TASK OBJECTIVE -
I would like each line of the data that holds the word "hose" copied out.

DATA SHOWN -
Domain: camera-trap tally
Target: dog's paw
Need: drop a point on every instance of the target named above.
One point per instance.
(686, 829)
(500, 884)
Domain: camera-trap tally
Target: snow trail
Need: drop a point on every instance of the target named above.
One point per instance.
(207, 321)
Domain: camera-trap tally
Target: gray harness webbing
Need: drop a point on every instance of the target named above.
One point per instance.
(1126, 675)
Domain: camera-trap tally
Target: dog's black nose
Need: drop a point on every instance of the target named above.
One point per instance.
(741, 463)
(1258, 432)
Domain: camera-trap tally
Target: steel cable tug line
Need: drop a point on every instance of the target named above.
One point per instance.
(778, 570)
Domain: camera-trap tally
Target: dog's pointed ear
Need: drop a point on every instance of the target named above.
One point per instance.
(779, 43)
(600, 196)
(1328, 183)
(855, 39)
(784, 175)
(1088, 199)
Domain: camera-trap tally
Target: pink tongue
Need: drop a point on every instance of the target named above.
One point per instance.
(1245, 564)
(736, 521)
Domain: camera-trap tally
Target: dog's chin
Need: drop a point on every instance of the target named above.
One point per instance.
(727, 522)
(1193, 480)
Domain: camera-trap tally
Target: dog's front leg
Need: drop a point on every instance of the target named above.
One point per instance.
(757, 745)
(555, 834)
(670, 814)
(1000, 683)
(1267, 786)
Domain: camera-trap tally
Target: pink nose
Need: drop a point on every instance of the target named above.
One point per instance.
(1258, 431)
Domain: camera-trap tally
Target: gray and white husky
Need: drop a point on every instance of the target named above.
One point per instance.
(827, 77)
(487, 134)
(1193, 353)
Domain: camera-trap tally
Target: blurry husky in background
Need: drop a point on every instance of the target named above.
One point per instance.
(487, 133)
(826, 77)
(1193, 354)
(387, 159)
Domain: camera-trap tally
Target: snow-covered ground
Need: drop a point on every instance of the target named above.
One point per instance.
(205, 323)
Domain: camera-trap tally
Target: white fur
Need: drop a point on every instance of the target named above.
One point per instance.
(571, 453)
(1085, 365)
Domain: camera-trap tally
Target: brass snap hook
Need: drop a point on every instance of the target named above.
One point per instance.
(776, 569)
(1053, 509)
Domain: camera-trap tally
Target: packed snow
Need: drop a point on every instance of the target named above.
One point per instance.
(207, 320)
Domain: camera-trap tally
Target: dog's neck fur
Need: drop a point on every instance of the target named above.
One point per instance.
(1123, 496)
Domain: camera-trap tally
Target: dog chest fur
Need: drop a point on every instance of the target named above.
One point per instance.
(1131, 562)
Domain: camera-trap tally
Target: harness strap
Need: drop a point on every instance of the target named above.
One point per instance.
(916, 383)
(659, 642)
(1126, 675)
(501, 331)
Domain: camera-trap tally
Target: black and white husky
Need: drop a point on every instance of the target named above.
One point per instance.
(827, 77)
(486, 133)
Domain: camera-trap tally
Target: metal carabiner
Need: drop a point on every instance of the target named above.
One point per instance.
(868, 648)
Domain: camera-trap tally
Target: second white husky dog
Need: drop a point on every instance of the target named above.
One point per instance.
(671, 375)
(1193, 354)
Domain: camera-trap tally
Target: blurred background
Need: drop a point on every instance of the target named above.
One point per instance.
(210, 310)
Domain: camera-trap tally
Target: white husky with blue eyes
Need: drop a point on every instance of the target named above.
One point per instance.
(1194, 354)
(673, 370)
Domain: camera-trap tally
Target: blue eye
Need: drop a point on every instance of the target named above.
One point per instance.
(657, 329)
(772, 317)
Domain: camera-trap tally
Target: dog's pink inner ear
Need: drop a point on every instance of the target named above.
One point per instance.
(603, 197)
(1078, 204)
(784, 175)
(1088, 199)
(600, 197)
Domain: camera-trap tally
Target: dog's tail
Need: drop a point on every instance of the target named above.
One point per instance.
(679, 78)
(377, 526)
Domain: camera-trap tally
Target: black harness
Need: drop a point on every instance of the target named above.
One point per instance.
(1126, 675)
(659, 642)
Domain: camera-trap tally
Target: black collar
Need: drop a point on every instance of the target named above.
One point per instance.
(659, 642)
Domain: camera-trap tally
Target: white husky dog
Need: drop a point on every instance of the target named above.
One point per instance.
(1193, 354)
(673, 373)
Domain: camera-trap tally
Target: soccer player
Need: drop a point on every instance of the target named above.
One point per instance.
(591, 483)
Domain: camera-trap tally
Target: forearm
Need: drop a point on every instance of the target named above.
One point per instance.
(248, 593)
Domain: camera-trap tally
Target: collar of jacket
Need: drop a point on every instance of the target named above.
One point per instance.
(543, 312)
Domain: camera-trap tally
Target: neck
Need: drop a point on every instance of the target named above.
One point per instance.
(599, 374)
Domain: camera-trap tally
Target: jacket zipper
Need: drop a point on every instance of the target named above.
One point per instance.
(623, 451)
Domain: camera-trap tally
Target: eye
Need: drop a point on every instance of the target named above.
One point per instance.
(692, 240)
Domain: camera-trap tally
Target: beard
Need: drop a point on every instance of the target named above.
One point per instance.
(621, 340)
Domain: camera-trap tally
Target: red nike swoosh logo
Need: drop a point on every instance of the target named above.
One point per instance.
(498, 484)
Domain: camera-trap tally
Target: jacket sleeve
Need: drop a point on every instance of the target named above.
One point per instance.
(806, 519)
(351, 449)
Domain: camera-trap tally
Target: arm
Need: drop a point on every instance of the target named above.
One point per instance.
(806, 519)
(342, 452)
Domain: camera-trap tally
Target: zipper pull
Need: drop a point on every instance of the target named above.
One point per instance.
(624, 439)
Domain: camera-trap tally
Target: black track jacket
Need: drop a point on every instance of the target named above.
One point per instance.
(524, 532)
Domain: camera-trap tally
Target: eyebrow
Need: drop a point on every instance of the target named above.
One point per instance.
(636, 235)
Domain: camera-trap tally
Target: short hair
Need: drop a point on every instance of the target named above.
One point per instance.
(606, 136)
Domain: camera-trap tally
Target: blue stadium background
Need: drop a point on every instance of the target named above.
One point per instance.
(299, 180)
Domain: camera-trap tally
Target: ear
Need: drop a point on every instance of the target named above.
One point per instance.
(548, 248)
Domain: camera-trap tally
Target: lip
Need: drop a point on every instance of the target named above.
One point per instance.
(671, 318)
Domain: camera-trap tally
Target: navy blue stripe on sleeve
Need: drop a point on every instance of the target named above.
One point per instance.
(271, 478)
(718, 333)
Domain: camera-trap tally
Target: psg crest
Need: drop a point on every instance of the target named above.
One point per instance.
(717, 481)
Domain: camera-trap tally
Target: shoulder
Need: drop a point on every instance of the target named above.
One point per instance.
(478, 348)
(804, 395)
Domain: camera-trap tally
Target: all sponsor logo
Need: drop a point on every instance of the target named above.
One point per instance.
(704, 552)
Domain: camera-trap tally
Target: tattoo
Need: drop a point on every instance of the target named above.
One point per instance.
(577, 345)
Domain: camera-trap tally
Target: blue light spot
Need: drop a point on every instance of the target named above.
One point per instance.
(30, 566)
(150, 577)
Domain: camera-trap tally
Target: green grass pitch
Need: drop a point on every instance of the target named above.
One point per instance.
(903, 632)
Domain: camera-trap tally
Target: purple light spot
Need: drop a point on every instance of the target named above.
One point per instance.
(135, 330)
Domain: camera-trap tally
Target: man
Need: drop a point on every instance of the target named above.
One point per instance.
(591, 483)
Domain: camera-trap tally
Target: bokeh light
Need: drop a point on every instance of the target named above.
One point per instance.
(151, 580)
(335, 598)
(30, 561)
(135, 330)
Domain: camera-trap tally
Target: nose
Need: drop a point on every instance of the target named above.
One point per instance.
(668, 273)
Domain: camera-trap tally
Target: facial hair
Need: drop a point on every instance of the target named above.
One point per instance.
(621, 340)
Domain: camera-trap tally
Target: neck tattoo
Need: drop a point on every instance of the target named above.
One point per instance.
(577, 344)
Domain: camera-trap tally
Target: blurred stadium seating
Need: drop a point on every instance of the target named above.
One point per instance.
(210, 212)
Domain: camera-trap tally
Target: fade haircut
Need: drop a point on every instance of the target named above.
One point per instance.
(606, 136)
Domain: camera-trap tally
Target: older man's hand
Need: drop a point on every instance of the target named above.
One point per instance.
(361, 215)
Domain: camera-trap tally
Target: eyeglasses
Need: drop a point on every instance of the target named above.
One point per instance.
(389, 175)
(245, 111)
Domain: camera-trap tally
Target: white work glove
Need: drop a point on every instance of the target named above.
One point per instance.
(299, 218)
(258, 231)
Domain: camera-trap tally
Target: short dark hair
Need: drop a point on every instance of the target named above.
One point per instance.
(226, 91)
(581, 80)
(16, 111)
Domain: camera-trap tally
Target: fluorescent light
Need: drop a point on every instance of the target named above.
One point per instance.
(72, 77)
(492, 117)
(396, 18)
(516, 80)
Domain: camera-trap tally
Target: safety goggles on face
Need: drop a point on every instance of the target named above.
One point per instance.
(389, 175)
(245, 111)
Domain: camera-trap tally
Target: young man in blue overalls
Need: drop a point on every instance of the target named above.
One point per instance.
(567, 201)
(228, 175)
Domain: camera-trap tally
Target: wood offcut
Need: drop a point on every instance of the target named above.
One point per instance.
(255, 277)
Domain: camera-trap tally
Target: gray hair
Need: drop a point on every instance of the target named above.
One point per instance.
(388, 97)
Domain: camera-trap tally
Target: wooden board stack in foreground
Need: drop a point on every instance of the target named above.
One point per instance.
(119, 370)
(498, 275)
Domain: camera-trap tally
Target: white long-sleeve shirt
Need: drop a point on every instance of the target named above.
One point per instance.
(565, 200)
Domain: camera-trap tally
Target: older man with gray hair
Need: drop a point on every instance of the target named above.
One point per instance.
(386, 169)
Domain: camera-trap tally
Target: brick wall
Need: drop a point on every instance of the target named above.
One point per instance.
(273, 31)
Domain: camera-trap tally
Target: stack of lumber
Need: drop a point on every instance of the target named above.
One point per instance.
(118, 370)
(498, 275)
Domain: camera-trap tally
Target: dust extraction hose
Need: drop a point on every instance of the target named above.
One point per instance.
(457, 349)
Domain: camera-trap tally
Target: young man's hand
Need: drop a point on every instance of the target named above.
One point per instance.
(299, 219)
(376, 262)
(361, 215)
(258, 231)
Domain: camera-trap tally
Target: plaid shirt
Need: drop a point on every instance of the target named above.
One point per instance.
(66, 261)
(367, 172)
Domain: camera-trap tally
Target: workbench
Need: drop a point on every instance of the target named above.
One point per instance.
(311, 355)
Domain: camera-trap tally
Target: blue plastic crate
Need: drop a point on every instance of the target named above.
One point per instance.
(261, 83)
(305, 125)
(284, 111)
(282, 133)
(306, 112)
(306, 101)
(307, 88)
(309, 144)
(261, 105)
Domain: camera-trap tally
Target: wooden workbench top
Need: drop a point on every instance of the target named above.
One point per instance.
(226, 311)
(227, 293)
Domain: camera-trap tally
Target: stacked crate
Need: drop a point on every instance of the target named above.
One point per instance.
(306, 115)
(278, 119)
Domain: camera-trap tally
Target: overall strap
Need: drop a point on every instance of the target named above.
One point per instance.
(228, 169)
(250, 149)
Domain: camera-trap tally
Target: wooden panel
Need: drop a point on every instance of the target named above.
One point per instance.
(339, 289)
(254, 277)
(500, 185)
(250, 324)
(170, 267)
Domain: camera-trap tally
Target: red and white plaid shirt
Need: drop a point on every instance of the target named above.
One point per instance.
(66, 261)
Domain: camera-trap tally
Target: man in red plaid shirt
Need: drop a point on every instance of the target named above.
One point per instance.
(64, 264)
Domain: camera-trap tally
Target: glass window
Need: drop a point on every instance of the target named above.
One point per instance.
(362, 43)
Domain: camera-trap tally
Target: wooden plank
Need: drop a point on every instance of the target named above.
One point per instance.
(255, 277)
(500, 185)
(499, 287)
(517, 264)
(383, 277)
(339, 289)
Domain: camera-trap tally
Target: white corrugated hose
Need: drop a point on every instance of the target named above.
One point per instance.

RESPONSE TO THIS TASK -
Target: dust extraction hose
Target: white corrugated hose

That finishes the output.